REQUIRED ACTIONS:
1. Answer these questions about the passage on cannabis medicines:
(a) What does the traditional pharmaceutical industry believe is easier about a drug with a single active ingredient?
(b) What development could change the drive toward THC-only and CBD-only medicines?
(c) What other name does the passage give for the combinatorial effect of the compounds in cannabis?
2. Turn the paragraph of the passage on cannabis medicines that begins "Despite the evidence of positive interactions" into a brief bulleted list that keeps its main facts.
3. Write a continuation of the passage on cannabis medicines, starting after its last sentence and running about one paragraph.

EXTRACT TO READ:
_ _ _ _ _ _ _

Despite the evidence of positive interactions between CBD and THC, there is still a big drive for THC and CBD only medicines. In broad terms, this reflects the consensus of the traditional pharmaceutical industry that a drug with a single active ingredient is easier to develop, test, produce, prescribe and regulate. As evidence for the beneficial effects of combining cannabinoids in medicine increases this may change. Particularly with the growth in popularity of the concept of whole plant medicine. In brief, advocates of whole plant medicine argue that cannabis should be used in the most natural form possible as the various cannabinoids and other active compounds in cannabis have a combinatorial effect, also known as the entourage effect.

_ _ _ _ _ _ _

RECORDS SHOWN:

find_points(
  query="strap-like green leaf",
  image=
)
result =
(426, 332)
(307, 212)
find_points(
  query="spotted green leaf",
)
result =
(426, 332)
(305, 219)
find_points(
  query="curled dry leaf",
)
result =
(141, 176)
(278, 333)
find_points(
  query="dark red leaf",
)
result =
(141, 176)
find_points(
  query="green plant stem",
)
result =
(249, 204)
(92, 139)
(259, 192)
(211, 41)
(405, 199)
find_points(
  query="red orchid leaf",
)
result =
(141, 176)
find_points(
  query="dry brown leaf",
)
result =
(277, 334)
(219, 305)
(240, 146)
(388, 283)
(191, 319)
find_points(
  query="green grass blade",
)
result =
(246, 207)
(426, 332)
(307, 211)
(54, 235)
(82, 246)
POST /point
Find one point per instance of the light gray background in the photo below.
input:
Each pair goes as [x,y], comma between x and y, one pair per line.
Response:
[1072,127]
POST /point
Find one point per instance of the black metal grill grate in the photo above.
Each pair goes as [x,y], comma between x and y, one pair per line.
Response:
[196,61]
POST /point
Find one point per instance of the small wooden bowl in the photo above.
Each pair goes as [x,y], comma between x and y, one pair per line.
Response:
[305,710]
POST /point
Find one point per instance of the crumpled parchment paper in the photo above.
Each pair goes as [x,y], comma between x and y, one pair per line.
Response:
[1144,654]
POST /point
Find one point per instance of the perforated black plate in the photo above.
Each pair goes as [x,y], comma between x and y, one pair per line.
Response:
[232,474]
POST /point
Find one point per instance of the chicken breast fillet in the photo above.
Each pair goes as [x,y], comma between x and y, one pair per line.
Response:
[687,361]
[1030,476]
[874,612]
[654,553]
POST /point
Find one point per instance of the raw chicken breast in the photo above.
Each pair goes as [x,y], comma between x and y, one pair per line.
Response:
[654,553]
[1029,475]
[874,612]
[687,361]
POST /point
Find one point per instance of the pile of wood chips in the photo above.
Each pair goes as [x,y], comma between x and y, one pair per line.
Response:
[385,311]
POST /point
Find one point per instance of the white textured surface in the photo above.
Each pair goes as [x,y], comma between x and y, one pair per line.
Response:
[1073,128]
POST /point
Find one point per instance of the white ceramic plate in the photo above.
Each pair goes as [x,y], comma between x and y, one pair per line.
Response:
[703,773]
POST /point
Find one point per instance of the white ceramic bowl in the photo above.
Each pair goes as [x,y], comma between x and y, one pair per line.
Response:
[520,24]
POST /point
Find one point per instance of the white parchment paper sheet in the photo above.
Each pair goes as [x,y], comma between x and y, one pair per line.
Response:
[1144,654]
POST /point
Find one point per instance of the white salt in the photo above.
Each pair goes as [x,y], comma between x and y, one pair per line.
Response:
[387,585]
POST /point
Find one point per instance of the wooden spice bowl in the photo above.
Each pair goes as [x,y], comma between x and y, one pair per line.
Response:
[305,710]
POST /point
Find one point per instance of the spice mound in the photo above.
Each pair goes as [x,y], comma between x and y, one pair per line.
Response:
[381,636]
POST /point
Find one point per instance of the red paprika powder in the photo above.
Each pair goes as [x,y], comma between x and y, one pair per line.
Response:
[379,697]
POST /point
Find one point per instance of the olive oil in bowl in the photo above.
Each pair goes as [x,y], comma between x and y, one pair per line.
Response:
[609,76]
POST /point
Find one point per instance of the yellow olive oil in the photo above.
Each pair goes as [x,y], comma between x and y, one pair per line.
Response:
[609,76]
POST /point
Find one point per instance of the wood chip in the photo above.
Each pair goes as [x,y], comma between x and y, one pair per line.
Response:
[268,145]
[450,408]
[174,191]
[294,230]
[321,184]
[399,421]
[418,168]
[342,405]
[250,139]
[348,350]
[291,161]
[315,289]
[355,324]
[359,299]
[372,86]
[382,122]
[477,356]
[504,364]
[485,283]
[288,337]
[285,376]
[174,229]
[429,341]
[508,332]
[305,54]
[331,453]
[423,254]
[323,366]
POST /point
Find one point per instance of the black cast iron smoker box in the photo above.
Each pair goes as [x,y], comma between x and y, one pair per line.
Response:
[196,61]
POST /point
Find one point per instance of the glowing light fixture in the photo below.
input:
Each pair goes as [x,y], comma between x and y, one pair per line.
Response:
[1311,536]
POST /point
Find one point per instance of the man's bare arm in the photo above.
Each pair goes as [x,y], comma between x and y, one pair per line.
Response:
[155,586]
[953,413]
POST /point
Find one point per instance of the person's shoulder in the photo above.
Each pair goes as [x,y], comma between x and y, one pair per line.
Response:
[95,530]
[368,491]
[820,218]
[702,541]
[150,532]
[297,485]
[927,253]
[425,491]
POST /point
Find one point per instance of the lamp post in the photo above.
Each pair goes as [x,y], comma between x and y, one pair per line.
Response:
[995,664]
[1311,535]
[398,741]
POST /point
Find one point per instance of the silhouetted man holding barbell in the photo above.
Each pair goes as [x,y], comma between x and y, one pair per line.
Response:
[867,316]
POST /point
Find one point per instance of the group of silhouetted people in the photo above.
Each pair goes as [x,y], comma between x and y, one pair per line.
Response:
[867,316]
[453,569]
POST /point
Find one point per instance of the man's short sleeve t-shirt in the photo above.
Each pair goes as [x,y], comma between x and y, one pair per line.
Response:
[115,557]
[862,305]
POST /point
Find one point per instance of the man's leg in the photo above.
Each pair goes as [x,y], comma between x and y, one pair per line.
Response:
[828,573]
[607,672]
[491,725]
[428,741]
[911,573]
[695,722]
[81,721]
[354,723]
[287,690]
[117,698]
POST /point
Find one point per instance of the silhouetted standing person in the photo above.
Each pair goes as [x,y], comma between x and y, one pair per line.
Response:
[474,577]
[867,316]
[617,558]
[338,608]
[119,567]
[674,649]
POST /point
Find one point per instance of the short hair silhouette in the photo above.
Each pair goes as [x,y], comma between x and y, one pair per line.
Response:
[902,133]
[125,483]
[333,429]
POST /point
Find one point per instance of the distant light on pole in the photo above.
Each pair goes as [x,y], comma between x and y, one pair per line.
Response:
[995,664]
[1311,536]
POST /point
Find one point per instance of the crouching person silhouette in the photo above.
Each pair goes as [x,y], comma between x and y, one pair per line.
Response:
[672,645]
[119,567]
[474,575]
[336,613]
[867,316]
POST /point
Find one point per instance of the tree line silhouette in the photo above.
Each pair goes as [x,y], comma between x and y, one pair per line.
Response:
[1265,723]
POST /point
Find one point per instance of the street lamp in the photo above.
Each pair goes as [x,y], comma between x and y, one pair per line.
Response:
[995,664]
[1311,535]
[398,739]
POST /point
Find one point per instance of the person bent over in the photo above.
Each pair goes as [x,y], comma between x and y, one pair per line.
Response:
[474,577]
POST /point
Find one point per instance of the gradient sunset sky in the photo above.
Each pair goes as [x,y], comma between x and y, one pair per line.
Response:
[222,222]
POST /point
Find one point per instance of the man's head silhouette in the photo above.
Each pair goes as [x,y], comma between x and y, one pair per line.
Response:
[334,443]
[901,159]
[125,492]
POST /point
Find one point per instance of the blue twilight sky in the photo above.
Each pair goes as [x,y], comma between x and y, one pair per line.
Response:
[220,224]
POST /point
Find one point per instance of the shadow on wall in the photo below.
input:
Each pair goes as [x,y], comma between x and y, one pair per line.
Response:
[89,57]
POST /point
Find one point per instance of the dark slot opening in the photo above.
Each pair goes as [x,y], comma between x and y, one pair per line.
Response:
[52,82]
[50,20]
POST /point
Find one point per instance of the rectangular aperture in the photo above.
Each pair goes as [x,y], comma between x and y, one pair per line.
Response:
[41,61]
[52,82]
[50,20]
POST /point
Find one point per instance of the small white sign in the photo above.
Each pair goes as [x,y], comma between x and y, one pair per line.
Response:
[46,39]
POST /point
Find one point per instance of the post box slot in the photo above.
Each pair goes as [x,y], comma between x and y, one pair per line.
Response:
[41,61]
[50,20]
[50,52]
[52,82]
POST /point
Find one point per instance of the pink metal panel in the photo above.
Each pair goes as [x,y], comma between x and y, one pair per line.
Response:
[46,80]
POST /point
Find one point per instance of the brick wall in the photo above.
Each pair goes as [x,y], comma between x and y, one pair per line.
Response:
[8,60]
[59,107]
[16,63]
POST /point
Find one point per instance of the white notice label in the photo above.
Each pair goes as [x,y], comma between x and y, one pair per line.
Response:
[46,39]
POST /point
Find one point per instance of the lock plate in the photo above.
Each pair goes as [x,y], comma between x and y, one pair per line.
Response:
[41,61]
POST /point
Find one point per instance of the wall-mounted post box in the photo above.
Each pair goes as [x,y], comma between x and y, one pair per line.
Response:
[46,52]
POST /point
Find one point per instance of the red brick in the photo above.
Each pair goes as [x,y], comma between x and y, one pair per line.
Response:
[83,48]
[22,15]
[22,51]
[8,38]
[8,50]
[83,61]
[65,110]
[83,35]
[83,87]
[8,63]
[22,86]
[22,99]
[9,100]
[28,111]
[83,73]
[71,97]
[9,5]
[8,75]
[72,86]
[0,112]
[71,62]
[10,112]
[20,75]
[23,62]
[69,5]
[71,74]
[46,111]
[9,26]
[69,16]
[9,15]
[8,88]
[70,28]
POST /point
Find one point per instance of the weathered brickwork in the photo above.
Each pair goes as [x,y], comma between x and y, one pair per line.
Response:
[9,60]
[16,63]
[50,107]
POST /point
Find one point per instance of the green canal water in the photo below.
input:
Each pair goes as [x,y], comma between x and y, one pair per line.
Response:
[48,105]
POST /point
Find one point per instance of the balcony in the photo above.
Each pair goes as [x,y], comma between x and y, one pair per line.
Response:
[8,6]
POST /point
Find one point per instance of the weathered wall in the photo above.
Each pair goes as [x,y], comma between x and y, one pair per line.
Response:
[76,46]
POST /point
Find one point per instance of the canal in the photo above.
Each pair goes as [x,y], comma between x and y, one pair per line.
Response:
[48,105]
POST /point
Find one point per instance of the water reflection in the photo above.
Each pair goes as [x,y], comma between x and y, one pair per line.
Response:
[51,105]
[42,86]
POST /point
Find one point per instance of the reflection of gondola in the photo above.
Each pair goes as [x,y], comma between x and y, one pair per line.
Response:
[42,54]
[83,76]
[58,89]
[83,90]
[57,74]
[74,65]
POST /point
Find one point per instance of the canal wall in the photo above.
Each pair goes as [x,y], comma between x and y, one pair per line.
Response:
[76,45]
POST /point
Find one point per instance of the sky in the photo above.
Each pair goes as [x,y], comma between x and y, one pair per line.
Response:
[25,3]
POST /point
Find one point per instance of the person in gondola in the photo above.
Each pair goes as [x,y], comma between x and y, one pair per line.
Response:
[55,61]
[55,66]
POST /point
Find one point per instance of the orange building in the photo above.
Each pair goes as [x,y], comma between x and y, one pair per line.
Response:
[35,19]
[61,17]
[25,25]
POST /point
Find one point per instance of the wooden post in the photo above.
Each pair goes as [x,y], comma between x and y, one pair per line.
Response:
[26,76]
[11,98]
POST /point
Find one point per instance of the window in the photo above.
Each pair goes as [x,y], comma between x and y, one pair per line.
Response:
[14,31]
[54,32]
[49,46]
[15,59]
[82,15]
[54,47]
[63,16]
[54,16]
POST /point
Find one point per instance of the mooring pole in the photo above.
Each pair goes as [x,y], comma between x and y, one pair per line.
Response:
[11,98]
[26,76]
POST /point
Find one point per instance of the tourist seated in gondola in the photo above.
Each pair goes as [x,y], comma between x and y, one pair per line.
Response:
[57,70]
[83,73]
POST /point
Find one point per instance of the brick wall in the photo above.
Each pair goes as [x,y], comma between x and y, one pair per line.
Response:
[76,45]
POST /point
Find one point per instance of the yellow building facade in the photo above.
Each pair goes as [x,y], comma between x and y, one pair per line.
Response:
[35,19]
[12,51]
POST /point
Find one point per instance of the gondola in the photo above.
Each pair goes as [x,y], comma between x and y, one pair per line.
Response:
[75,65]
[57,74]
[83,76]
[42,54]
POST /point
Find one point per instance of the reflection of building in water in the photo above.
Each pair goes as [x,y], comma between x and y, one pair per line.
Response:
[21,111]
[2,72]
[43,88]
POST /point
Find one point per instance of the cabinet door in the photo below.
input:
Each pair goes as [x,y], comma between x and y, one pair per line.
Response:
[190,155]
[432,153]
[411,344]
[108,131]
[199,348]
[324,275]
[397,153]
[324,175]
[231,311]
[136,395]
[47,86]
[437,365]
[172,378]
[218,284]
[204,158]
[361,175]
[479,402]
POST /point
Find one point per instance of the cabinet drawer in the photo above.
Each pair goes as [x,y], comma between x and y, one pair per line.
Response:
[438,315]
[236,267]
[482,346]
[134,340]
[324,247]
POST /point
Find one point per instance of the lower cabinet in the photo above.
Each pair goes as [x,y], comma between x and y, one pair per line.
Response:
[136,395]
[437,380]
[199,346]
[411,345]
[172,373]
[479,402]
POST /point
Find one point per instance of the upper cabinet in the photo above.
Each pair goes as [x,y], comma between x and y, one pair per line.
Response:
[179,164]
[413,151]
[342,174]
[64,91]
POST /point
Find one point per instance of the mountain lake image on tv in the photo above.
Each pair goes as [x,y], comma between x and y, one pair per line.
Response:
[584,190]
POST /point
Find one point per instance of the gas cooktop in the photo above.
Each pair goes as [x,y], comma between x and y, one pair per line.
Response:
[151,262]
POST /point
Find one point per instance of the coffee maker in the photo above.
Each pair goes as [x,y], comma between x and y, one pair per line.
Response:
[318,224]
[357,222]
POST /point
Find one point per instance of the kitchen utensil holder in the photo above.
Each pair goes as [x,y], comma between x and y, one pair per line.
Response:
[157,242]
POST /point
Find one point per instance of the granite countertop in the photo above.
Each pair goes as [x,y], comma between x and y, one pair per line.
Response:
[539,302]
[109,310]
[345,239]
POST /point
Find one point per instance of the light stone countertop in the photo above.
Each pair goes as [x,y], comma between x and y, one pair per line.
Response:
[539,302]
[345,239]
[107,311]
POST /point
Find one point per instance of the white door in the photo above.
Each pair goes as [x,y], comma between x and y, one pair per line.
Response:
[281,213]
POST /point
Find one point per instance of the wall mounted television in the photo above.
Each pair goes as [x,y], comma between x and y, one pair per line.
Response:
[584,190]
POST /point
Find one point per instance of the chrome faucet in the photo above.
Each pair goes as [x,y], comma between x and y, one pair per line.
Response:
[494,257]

_ _ _ _ _ _ _

RESULTS FOR EACH TASK:
1.
(a) Such a drug is easier to develop, test, produce, prescribe and regulate.
(b) Growing evidence for the beneficial effects of combining cannabinoids in medicine, particularly as the concept of whole plant medicine becomes more popular.
(c) The entourage effect.

2.
- Although CBD and THC are known to interact positively, there is still a strong push for medicines containing only THC or only CBD.
- This reflects the traditional pharmaceutical view that single-ingredient drugs are easier to develop, test, produce, prescribe and regulate.
- Growing evidence for combining cannabinoids, along with the rising popularity of whole plant medicine, may change this.
- Whole plant advocates say cannabis should be used in its most natural form because its cannabinoids and other active compounds work together in a combinatorial effect, also called the entourage effect.

3.
The medical Uses of CBD vs THC
|Medical uses of CBD ||Medical uses of THC|
|Anti-tumor effects||Reduces glaucoma symptoms |
|Anti-psychotic ||Sleep aid|
|Inflammatory bowel disease ||Anti-anxiety |
|Depression ||Muscular spasticity |
The use of cannabis as a medicinal plant dates back thousands of years across cultures around the world. However, due to relatively modern restrictions and regulations, the research into the use of cannabis as a medicine in the modern world has been severely limited. As the legalization and decimalization of cannabis increase around the world, the ability to research its potential uses is opening up.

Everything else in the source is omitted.